Count the lines in the records below that contain the string "Query" and give only that number.

==============================

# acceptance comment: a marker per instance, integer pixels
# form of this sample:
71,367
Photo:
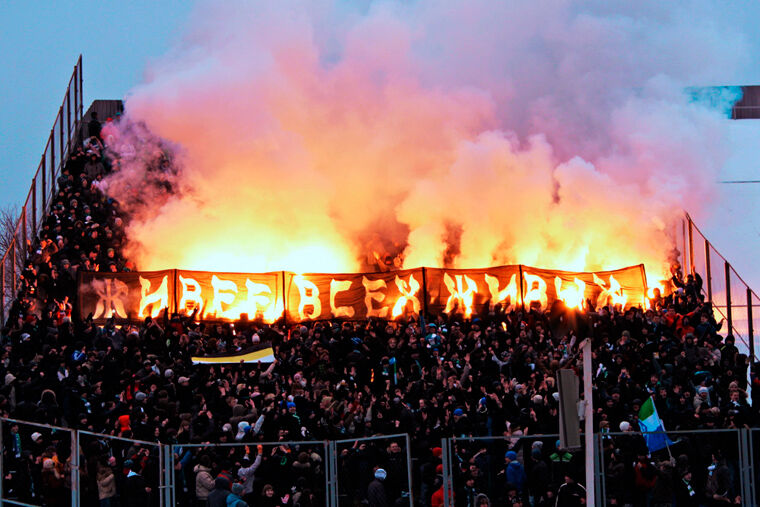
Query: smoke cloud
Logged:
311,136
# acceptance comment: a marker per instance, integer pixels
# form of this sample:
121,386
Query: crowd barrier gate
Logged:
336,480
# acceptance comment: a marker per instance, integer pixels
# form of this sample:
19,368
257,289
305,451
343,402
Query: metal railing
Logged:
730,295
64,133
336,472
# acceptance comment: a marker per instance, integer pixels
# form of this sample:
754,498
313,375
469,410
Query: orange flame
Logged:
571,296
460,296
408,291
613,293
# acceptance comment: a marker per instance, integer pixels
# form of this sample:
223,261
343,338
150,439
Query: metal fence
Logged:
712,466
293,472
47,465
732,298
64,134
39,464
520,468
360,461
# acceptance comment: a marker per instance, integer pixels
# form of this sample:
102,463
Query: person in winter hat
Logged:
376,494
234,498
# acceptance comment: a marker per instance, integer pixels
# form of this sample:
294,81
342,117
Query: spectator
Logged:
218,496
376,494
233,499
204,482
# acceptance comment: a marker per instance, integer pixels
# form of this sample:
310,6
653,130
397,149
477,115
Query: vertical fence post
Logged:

==============================

» **RESULT**:
8